--- ABOUT THIS TASK ---
Give the entries again, word for word.

****************

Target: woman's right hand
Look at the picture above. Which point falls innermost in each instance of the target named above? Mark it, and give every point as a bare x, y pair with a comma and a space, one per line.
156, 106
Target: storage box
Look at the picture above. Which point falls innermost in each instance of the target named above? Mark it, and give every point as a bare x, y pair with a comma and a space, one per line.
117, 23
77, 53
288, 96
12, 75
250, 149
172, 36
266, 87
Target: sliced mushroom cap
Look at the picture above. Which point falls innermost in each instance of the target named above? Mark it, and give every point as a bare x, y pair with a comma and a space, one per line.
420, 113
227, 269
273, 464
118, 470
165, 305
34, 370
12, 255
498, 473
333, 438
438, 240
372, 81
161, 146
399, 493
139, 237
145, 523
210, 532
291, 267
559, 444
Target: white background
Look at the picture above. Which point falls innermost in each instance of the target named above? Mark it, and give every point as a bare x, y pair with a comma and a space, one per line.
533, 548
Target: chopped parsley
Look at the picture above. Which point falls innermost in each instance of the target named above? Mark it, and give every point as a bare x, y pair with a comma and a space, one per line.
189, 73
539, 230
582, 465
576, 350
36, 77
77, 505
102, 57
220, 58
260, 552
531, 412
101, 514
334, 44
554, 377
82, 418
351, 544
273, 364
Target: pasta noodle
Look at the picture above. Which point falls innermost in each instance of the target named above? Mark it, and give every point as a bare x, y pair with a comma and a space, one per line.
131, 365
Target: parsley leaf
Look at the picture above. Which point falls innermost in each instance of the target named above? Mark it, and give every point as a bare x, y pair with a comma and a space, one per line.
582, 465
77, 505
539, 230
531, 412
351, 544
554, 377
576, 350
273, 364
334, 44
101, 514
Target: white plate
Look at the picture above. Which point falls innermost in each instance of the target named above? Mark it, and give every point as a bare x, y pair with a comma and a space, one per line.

****************

--- SOLVED EXERCISE ---
Target: woman's right hand
Look at the picture above. Which point falls innermost in each instance of the target named above? Mark it, and give every point as a bare x, y pair with a comma and a space, one per line.
156, 106
Target: storage box
Look at the picture above. Which point falls innermost in each instance of the target named above? Mark it, and give every point as a bare x, y pair with a comma and a space, one per line.
117, 23
77, 53
288, 96
12, 75
250, 149
172, 36
266, 87
Target: sliced mushroom cap
Look at the picture above. Which point falls innermost in each instance of the target named above? Mark it, and give every point as a bare x, y pair with a comma and a space, one per line.
420, 113
227, 269
273, 464
118, 470
165, 305
34, 370
12, 255
498, 473
333, 438
438, 240
372, 81
161, 146
399, 493
139, 237
145, 523
210, 532
291, 267
559, 444
Target: white background
Look at the picture above. Which point falls innermost in each instance of the target named above? Mark it, and give every point as a bare x, y pair with a comma and a space, one per line.
533, 548
Target: chopped parsley
Look at the picture above. Which point falls innermost in each instance of the target named above? Mark it, and give every point as a bare x, y pair with a comma and a space, one per line.
189, 73
539, 230
582, 465
576, 350
36, 77
77, 505
102, 57
220, 58
260, 552
531, 412
101, 514
334, 44
554, 377
82, 418
351, 544
273, 364
Target: pasta noodle
Look at the picture above. Which point falls innermost in each instance of the target named above? Mark it, and give every point as a bare x, y pair with a comma and a space, one per line.
131, 365
Target: parsley leaf
Look at the picture above. Which point falls innermost in each instance of the target named above? Mark it, and give every point as a bare x, y pair with a comma and a space, one per line.
582, 465
77, 505
539, 230
531, 412
351, 544
554, 377
576, 350
273, 364
334, 44
101, 514
Target: white plate
Look at the picture above. Which point falls innermost in each instance of the target named above? Mark it, and give every point as a bare x, y pair with a comma and a space, one per line.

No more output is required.